## The task
The listing below should be copied in full, word for word.

## Records shown

■ ■ ■ ■ ■

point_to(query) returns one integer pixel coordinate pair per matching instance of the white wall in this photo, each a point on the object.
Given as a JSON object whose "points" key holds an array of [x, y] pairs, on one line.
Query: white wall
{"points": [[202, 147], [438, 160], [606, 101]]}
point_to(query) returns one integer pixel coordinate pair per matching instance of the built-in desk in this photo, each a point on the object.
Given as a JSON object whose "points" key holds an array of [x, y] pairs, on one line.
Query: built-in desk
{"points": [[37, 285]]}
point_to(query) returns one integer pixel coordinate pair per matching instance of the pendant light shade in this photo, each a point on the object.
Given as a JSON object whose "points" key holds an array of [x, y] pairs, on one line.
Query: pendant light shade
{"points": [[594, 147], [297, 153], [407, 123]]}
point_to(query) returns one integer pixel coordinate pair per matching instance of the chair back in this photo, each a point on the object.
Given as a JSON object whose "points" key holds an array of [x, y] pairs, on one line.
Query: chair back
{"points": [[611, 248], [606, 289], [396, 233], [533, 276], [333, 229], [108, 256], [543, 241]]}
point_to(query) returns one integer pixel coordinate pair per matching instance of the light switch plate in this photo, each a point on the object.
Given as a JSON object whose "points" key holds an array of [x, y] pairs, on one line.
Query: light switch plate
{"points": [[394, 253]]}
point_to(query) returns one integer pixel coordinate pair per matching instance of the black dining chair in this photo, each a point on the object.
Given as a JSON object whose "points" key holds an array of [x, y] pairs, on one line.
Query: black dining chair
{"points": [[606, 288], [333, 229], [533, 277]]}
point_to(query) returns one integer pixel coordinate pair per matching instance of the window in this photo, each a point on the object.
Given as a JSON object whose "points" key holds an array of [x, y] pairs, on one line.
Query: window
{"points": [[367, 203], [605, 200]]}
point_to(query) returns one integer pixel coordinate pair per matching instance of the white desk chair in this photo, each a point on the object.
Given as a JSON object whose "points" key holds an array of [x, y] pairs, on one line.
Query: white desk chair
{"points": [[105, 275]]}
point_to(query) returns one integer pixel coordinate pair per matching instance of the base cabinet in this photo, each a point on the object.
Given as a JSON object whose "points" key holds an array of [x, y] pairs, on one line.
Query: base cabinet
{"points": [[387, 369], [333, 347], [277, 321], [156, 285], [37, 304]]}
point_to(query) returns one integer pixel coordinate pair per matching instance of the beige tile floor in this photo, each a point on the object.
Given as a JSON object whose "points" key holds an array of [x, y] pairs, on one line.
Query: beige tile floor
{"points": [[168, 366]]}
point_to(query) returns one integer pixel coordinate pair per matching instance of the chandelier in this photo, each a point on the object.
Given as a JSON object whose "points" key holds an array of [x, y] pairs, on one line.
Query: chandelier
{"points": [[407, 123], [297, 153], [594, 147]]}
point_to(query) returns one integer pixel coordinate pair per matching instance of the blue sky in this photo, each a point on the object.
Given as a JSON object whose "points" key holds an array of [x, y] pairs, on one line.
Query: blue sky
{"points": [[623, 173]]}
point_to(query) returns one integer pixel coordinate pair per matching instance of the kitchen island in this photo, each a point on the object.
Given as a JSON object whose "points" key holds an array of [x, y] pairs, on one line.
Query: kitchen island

■ ■ ■ ■ ■

## Completed task
point_to(query) returns one integer pixel coordinate pair per matching instance of the white wall in this photo, each a point on the object.
Given as a JSON object whose "points" key holds an array of [x, y] pairs, on one line.
Query: white wall
{"points": [[202, 147], [438, 160], [606, 101]]}
point_to(query) returns one integer pixel coordinate pair per matching instance of the built-in desk in this photo, each a point on the object.
Given as a JSON object whose "points" key holds an array of [x, y] pairs, on one line.
Query: built-in desk
{"points": [[37, 285]]}
point_to(query) returns one integer pixel coordinate pair per matching instance of the pendant light shade in this photo, each a point on the object.
Given as a JSON object whose "points" key holds an array of [x, y] pairs, on one line.
Query: pendant light shade
{"points": [[594, 147], [297, 153], [407, 123]]}
point_to(query) returns one integer pixel coordinate pair per matching instance of the chair back in this photo, each a point on the object.
Given as a JSON object whose "points" key holds an array of [x, y] pairs, on one line.
Query: chair back
{"points": [[611, 248], [606, 289], [396, 233], [533, 276], [333, 229], [108, 256], [543, 241]]}
point_to(query) returns one integer pixel coordinate pair per matching instance of the light switch plate in this photo, each a point on the object.
Given as a JSON object whose "points" key holds an array of [x, y] pairs, on one line.
Query: light switch plate
{"points": [[394, 253]]}
point_to(query) returns one integer pixel coordinate pair per matching instance of the black dining chair in this photo, each a point on the object.
Given as a JSON object whose "points" key holds an array of [x, y] pairs, on one line.
Query: black dining chair
{"points": [[606, 288], [333, 229], [533, 277]]}
point_to(query) returns one integer pixel coordinate pair per matching instance of the window in this photo, each a point on the object.
Given as a JSON object whose "points" key holds an array of [x, y] pairs, on one line.
Query: window
{"points": [[367, 203], [605, 200]]}
point_to(query) returns one integer pixel coordinate pair per matching instance of the white desk chair in this photo, each a point on the object.
Given as a JSON object whose "points" key holds an array of [x, y] pairs, on one line.
Query: white desk chair
{"points": [[105, 275]]}
point_to(query) returns one integer pixel coordinate pair per matching instance of the base cabinet in this photo, each a point on the object.
Given as a JSON object whose "points" key holds an array of [x, y] pairs, on one line.
Query: base cabinet
{"points": [[387, 369], [333, 347], [277, 321], [156, 285], [37, 304]]}
point_to(query) returns one integer pixel coordinate pair per matching instance of the beige tile floor in this photo, each a point on the object.
Given as a JSON object whose "points" key holds an array of [x, y] pairs, on one line.
Query: beige tile floor
{"points": [[168, 366]]}
point_to(query) returns one integer pixel coordinate pair per matching instance of the chandelier in this photo, each a point on the object.
Given as a JSON object whose "points" key holds an array of [x, y] pairs, on one line.
Query: chandelier
{"points": [[407, 123], [297, 153], [594, 147]]}
point_to(query) returns one integer pixel coordinate pair per matching instance of the blue sky in this photo, each a point on the object.
Given as a JSON object whose "points" key holds an array of [x, y] pairs, on one line.
Query: blue sky
{"points": [[623, 173]]}
point_to(query) returns one integer pixel coordinate pair per matching instance of the kitchen island in this photo, each a point on the object.
Given as a JSON object whose "points" key holds an array of [x, y] pairs, on one line.
Query: kitchen island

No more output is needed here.